-- Exercise objective --
Please pull out every line in the material below that contains the string "shirt", copying each one in full.

Saved entries
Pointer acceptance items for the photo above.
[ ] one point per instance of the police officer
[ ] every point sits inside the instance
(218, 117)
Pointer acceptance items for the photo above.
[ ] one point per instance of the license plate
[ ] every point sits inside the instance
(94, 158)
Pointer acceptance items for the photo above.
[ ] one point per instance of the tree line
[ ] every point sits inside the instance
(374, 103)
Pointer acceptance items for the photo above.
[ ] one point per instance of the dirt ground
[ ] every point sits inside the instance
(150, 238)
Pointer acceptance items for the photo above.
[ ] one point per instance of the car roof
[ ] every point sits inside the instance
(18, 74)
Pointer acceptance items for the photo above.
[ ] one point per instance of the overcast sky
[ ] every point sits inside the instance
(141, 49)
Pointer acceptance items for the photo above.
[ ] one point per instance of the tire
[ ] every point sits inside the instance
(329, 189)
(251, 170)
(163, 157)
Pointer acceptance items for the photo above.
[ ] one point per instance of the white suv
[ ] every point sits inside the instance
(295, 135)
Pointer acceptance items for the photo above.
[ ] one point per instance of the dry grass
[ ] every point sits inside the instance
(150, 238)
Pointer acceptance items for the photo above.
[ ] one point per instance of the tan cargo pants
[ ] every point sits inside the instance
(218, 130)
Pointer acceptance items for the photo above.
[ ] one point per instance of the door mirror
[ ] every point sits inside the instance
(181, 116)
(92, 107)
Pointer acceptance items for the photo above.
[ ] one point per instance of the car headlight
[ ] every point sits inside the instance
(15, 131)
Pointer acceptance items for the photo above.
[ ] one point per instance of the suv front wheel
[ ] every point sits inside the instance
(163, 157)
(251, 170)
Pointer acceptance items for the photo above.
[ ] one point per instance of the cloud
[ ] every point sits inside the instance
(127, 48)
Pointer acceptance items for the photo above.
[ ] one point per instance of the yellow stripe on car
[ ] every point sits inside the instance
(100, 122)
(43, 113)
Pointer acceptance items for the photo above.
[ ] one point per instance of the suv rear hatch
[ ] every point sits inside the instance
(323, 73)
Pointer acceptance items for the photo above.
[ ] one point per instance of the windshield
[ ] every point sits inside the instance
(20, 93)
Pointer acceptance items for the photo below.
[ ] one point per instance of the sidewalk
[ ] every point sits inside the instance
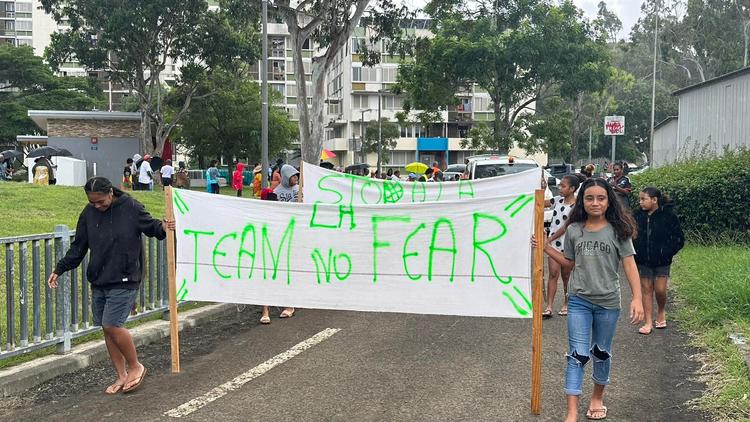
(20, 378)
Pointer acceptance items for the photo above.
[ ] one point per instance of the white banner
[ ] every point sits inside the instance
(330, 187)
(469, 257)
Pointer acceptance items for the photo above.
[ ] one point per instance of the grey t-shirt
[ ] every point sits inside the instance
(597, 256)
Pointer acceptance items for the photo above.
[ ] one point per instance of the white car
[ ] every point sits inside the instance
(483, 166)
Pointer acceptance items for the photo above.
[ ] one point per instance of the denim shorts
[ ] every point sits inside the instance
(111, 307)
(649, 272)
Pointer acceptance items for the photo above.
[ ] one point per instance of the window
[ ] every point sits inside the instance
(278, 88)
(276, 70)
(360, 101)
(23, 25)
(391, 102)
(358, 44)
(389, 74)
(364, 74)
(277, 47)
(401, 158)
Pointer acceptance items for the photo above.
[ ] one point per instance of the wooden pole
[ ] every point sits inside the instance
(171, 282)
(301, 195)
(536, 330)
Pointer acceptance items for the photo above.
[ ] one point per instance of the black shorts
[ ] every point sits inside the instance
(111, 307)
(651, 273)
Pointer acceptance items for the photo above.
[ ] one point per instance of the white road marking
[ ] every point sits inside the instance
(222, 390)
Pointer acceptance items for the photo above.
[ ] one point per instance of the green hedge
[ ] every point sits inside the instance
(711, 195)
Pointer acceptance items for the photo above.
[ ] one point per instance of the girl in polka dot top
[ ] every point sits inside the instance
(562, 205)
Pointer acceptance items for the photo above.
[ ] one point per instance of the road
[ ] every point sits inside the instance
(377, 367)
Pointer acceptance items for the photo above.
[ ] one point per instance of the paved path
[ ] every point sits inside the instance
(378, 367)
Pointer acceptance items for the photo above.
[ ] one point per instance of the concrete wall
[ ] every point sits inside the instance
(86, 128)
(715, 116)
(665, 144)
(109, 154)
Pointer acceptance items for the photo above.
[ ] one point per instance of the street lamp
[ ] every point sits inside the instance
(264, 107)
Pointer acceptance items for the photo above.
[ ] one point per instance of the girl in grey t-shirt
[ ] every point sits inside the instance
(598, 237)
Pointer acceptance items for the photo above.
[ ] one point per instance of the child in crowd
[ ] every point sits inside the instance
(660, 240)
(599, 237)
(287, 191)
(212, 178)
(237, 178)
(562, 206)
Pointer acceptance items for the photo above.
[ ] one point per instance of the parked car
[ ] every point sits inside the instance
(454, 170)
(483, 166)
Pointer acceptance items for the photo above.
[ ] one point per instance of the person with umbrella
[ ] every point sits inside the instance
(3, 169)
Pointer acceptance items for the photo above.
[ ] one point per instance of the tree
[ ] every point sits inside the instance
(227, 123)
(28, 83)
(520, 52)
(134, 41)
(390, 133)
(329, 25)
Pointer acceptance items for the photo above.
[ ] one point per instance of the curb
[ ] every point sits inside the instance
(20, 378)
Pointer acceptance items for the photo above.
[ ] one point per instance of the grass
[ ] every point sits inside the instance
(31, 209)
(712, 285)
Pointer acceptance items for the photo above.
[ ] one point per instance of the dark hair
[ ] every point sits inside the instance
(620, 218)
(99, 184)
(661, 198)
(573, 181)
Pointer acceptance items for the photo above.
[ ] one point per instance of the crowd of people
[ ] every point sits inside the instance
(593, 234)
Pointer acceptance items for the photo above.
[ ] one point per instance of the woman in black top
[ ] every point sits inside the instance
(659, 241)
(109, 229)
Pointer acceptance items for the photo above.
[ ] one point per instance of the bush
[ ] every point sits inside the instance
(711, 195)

---

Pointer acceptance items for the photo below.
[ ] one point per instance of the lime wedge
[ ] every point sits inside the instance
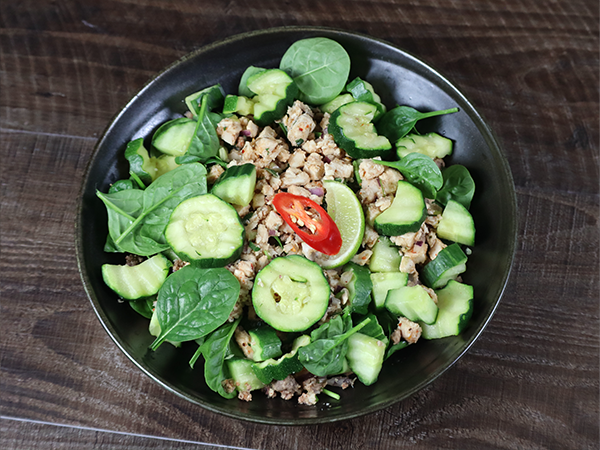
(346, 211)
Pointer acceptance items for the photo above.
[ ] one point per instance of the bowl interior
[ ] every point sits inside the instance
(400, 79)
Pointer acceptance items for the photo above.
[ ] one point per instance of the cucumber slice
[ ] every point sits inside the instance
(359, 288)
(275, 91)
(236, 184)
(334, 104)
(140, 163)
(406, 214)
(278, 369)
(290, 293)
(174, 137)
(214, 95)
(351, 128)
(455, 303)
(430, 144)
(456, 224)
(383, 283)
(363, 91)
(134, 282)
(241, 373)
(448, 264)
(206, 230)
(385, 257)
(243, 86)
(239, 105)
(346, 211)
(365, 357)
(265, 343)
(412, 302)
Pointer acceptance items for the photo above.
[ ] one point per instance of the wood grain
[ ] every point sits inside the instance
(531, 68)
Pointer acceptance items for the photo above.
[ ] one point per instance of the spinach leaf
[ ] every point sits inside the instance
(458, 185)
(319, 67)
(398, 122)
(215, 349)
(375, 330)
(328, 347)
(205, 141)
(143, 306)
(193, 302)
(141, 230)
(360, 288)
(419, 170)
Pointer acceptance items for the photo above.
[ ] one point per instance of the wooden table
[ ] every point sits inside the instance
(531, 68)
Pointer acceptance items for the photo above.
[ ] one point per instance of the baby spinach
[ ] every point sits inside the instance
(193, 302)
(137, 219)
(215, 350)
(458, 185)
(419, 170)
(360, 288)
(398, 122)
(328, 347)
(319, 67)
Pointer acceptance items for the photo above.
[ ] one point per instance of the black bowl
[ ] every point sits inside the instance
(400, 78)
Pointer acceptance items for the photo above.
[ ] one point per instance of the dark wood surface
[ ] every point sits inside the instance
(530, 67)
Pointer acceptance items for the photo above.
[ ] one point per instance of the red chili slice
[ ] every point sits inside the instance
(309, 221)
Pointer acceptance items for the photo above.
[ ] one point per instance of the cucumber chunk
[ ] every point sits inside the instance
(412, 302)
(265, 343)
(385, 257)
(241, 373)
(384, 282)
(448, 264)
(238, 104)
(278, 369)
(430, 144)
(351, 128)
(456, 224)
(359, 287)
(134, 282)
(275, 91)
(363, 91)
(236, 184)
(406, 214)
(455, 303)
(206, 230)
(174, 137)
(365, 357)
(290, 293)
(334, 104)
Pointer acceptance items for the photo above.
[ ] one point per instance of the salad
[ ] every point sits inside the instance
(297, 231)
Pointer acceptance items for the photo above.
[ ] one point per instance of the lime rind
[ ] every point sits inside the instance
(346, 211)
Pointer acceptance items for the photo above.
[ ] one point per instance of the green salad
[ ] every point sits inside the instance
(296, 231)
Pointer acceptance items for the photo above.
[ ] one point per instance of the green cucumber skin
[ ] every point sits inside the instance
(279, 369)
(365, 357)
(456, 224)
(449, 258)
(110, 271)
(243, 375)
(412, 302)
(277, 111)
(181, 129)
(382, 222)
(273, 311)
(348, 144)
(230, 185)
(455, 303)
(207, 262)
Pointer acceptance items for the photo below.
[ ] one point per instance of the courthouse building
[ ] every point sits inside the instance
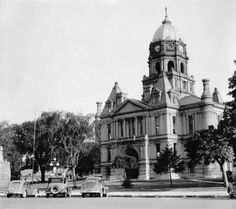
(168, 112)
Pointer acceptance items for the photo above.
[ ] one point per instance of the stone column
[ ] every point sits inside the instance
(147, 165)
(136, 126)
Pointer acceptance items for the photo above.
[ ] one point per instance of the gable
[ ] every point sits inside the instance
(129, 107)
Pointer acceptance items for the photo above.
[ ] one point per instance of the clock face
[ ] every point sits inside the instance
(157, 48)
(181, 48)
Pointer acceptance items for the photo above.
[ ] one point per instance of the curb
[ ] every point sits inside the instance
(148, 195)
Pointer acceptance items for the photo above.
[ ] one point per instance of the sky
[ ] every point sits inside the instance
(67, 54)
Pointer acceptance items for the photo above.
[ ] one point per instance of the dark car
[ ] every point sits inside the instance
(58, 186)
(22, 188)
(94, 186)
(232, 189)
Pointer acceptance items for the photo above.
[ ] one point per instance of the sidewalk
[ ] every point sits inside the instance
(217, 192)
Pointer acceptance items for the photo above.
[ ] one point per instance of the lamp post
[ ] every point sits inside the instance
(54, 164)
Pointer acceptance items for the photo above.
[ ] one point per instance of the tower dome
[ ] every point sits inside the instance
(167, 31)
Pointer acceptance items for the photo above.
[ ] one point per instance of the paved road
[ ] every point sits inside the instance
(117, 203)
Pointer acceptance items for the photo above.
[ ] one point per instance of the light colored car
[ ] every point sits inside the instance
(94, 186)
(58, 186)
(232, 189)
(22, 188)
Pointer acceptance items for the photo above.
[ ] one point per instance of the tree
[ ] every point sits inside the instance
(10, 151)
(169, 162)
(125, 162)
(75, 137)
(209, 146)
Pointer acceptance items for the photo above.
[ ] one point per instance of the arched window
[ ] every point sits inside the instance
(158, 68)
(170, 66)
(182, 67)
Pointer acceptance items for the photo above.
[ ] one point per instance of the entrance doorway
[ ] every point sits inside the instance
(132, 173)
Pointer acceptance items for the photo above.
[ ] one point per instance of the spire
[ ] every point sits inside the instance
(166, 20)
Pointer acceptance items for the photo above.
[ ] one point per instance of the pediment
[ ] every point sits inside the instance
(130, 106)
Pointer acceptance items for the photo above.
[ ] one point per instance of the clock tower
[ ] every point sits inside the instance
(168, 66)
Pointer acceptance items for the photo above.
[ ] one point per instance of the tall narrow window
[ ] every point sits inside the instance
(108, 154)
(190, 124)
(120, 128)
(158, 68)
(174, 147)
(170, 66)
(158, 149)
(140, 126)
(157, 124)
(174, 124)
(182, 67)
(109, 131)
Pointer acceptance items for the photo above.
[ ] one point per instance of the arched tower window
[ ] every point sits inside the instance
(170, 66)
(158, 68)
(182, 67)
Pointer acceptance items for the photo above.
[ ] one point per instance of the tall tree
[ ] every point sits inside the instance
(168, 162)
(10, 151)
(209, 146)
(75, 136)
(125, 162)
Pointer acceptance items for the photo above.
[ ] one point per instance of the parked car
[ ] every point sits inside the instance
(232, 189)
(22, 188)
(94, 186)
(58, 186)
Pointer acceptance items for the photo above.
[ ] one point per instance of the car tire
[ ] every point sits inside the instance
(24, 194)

---

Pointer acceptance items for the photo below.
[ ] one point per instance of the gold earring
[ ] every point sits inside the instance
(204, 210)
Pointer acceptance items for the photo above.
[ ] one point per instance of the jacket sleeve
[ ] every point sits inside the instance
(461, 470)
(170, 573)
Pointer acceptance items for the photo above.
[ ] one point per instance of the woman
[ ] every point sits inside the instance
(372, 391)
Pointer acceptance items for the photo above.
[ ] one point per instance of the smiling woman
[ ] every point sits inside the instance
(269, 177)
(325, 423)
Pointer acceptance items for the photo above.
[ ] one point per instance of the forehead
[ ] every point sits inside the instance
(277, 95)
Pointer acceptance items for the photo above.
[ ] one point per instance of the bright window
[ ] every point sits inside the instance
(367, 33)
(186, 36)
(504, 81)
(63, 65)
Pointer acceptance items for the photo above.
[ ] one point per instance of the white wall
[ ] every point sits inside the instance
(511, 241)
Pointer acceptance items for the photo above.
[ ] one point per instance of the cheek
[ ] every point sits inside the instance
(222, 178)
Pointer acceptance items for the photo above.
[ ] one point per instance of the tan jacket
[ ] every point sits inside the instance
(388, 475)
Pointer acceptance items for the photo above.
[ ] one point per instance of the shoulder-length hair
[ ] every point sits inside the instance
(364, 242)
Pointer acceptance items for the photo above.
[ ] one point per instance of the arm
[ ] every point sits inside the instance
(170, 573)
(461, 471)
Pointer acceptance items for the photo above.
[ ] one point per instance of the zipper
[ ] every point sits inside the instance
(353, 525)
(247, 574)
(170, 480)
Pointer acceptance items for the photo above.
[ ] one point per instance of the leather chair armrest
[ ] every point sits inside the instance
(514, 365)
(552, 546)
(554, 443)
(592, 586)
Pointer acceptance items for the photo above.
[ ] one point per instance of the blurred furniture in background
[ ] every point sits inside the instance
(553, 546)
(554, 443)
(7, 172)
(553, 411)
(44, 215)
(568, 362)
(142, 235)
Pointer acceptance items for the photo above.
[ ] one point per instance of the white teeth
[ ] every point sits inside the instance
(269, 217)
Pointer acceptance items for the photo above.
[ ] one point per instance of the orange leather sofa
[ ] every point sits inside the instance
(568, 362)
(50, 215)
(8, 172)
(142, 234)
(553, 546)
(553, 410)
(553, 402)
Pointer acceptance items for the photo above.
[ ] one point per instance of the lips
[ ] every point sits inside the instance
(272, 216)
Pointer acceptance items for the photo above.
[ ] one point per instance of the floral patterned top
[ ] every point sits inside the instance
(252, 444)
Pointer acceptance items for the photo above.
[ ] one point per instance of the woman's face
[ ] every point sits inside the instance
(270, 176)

-- Result of this task --
[ ] one point per instance of the grey t-shirt
[ ] one point per instance of the girl in grey t-shirt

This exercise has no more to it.